Referring expression pointing data
____________

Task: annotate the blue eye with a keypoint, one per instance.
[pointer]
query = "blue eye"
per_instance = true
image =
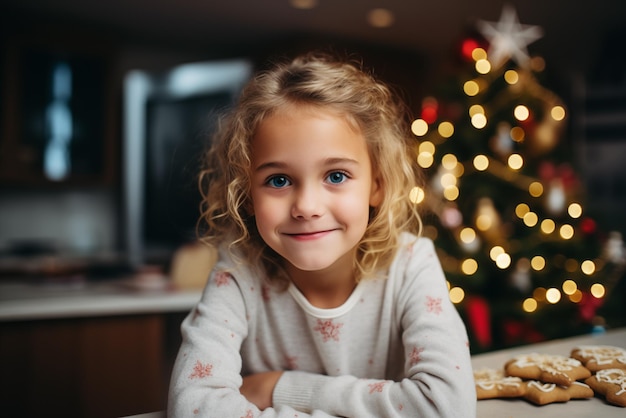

____________

*Action item:* Transcribe each entry exactly, pictures excluded.

*Solution for this exercise:*
Task: annotate the blue eye with a keypoint, one per instance.
[pointer]
query = "blue eye"
per_instance = true
image =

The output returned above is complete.